TASK INSTRUCTIONS
Each record here should be printed again exactly; please leave its pictures out.
□ □ □ □
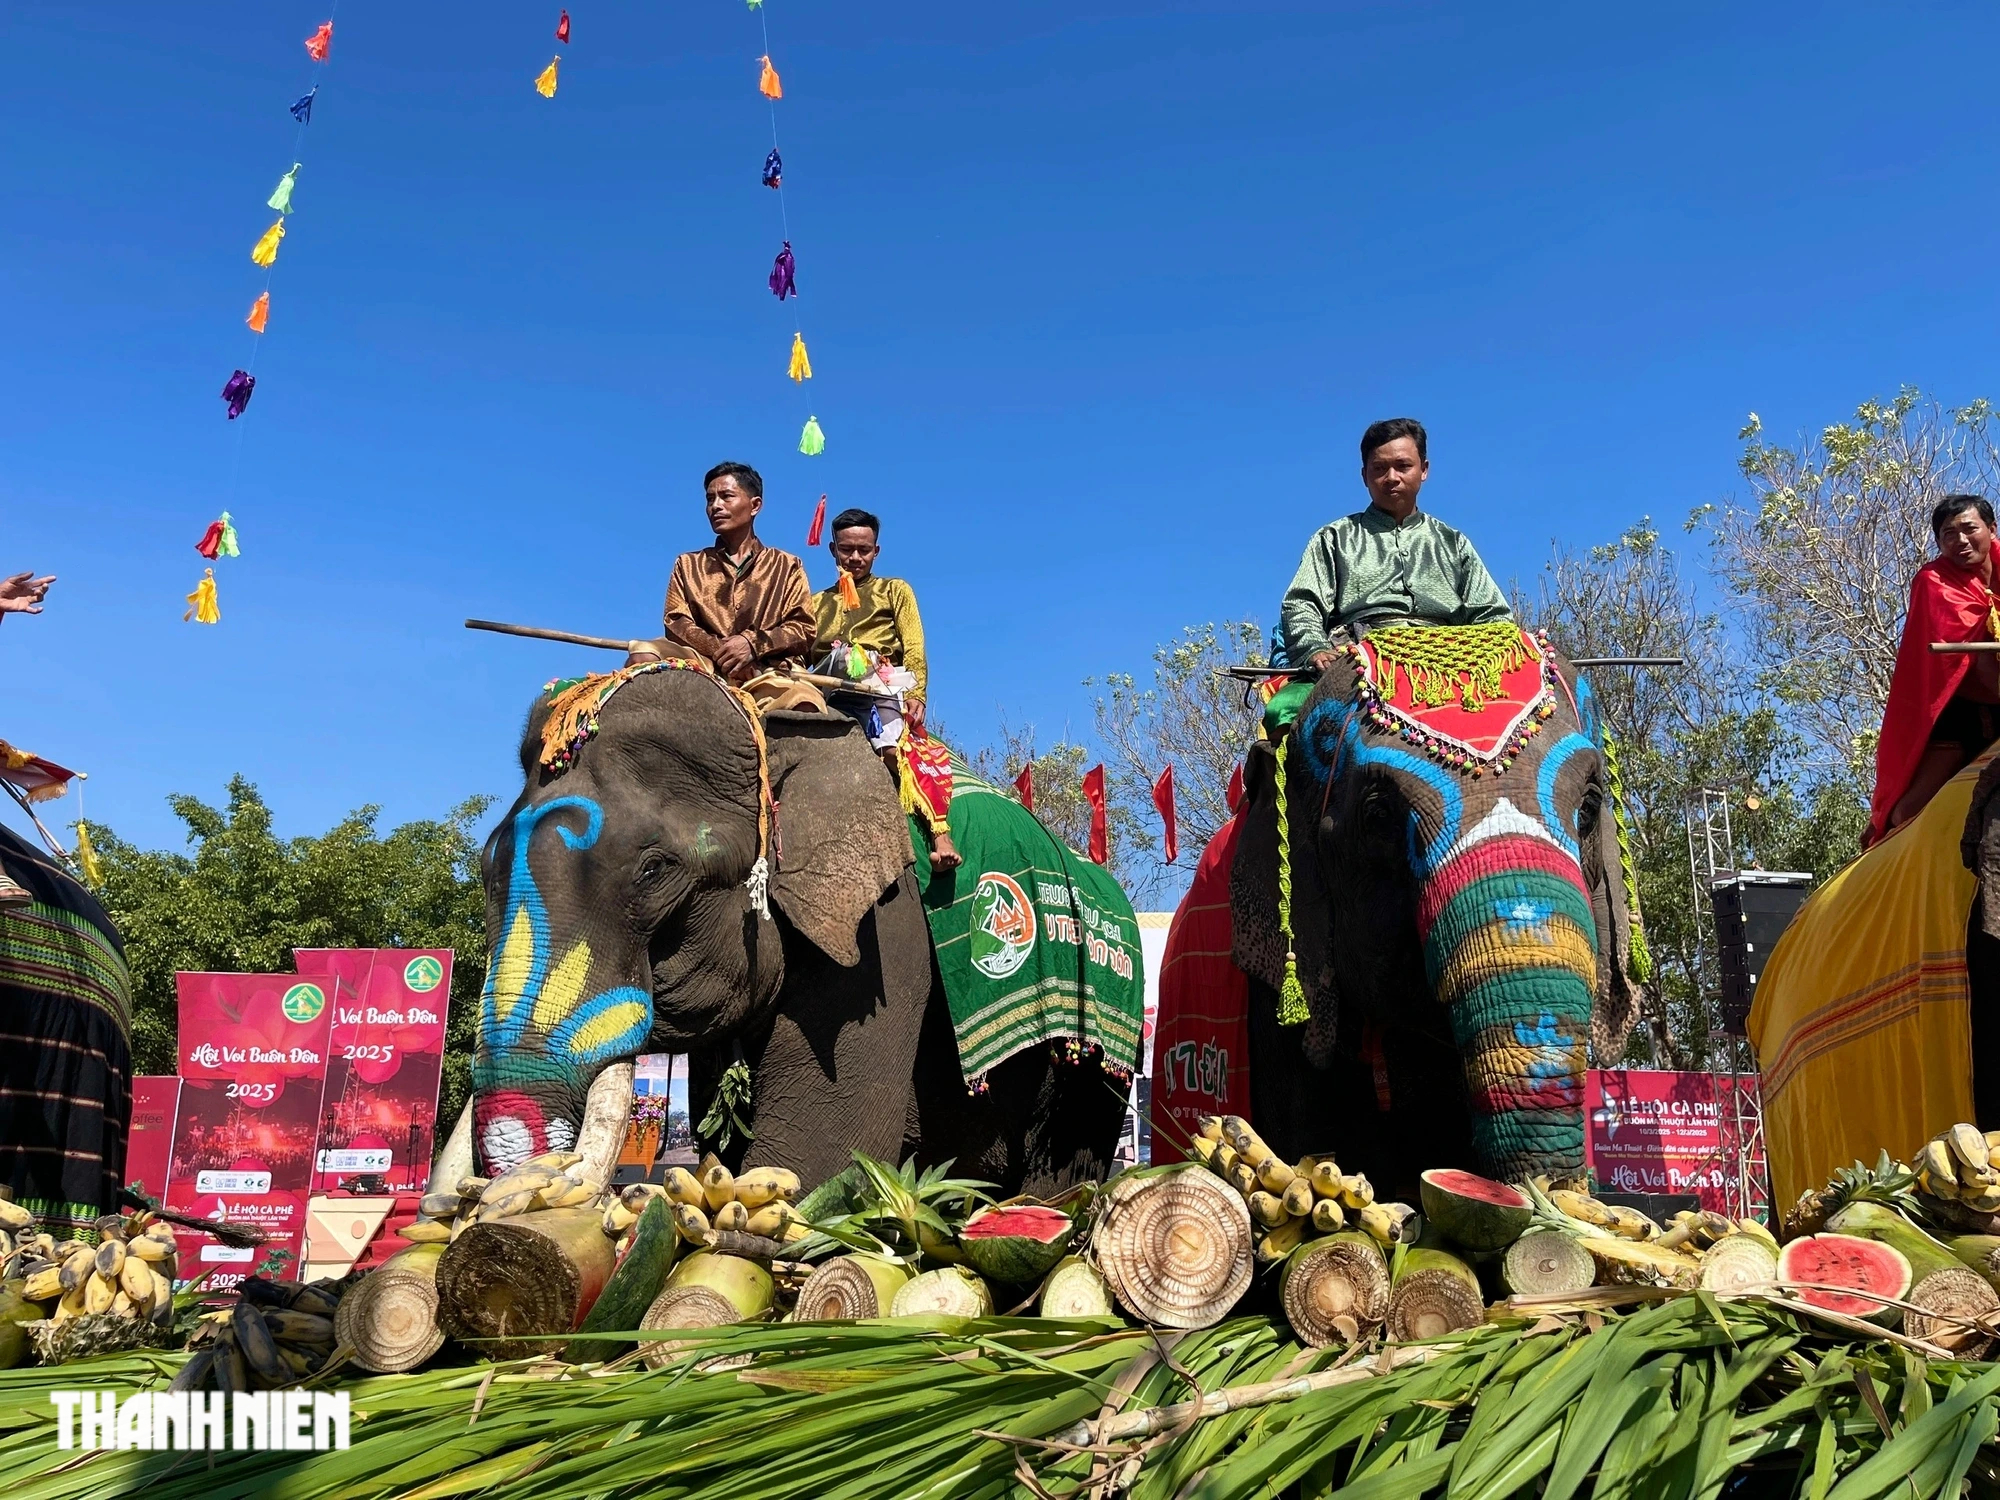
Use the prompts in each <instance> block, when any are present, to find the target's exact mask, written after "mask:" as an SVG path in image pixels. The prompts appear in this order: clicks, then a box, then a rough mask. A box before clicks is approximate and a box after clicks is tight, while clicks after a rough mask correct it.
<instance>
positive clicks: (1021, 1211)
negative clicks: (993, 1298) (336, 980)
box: [958, 1204, 1076, 1286]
□ □ □ □
TASK ANSWER
Use the prompts in each <instance> block, when any are present, to find the target's exact mask, written after "mask:" as an SVG path in image pixels. The prompts appear in this order: clicks, then a box, then a rough mask. A box before clicks is approximate and a box after clicks is tight, while clicks after a rough mask correct it.
<instance>
positive clicks: (1021, 1211)
negative clicks: (993, 1298) (336, 980)
box: [958, 1204, 1076, 1286]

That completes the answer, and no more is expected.